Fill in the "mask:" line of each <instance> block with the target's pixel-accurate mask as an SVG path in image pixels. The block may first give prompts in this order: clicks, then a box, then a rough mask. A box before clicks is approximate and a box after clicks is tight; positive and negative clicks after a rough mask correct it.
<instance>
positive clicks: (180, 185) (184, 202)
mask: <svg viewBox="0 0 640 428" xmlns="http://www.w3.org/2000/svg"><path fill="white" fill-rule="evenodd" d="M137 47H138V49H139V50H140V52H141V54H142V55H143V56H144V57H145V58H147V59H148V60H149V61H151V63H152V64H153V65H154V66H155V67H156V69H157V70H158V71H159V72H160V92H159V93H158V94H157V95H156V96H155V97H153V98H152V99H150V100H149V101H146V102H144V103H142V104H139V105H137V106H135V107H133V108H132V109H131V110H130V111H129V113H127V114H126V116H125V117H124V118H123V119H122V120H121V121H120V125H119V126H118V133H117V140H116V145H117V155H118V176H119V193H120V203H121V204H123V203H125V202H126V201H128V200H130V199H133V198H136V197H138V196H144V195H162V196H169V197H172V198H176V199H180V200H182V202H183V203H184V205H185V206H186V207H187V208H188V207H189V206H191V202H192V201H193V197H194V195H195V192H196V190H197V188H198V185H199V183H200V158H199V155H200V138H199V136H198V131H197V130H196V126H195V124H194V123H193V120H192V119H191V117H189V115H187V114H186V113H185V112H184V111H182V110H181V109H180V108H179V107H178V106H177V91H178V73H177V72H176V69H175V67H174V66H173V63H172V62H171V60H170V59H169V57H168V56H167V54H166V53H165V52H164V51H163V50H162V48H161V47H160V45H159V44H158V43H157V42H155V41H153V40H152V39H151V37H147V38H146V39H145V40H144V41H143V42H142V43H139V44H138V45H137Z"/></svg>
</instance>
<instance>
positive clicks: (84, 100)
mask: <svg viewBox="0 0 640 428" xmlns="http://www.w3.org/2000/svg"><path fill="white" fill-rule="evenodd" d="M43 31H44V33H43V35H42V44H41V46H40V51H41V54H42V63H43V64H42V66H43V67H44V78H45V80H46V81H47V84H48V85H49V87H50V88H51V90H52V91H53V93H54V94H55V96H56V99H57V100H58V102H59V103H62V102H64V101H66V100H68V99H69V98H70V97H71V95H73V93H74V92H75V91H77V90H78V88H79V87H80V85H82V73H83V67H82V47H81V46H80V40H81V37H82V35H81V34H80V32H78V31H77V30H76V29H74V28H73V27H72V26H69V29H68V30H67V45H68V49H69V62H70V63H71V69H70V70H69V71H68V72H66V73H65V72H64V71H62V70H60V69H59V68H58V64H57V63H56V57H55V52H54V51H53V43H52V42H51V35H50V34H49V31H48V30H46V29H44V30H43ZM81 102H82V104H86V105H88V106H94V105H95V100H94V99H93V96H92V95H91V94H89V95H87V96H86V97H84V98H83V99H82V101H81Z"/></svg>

^^^^

● **What you should do**:
Your reply should consist of all the records, set down exactly.

● **Answer box**:
Fill in the "mask:" line of each <instance> block with the target's pixel-accurate mask as an SVG path in image pixels. The block may first give prompts in this order: clicks, then a box, then a rough mask. A box before clicks is approximate and a box after clicks is tight; positive and negative clicks after a rough mask correct it.
<instance>
positive clicks: (180, 185) (184, 202)
mask: <svg viewBox="0 0 640 428" xmlns="http://www.w3.org/2000/svg"><path fill="white" fill-rule="evenodd" d="M137 47H138V49H139V50H140V52H141V54H142V55H143V56H144V57H145V58H147V59H148V60H149V61H151V63H152V64H153V65H154V66H155V67H156V69H157V70H158V71H159V72H160V92H159V93H158V94H157V95H156V96H155V97H153V98H152V99H150V100H149V101H146V102H144V103H142V104H139V105H137V106H135V107H133V108H132V109H131V110H130V111H129V113H127V114H126V116H125V117H124V118H123V119H122V120H121V121H120V125H119V126H118V133H117V140H116V145H117V155H118V176H119V193H120V203H121V204H123V203H125V202H126V201H128V200H130V199H133V198H136V197H138V196H144V195H162V196H169V197H172V198H176V199H180V200H182V202H183V203H184V205H185V206H186V207H187V208H188V207H189V206H191V202H192V201H193V197H194V195H195V192H196V190H197V188H198V185H199V183H200V158H199V155H200V138H199V136H198V131H197V130H196V126H195V124H194V123H193V120H192V119H191V117H189V115H187V114H186V113H185V112H184V111H182V110H181V109H180V108H179V107H178V106H177V91H178V73H177V72H176V69H175V67H174V66H173V63H172V62H171V60H170V59H169V57H168V56H167V54H166V53H165V52H164V51H163V50H162V48H161V47H160V45H159V44H158V43H157V42H155V41H153V40H152V39H151V37H147V38H146V39H145V40H144V41H143V42H142V43H139V44H138V45H137Z"/></svg>
</instance>
<instance>
positive clicks: (84, 100)
mask: <svg viewBox="0 0 640 428" xmlns="http://www.w3.org/2000/svg"><path fill="white" fill-rule="evenodd" d="M43 31H44V33H43V35H42V44H41V46H40V51H41V54H42V63H43V64H42V66H43V67H44V78H45V80H46V81H47V84H48V85H49V87H50V88H51V90H52V91H53V93H54V94H55V96H56V99H57V100H58V102H59V103H62V102H64V101H66V100H68V99H69V98H70V97H71V95H73V93H74V92H75V91H77V90H78V88H79V87H80V85H82V73H83V67H82V47H81V46H80V40H81V37H82V35H81V34H80V32H78V31H77V30H76V29H74V28H73V27H72V26H69V29H68V30H67V45H68V49H69V62H70V63H71V69H70V70H69V71H68V72H66V73H65V72H64V71H62V70H60V69H59V68H58V64H57V63H56V57H55V52H54V51H53V43H52V42H51V35H50V34H49V31H48V30H46V29H44V30H43ZM81 102H82V104H86V105H88V106H94V105H95V100H94V99H93V96H92V95H91V94H89V95H87V96H86V97H84V98H83V99H82V101H81Z"/></svg>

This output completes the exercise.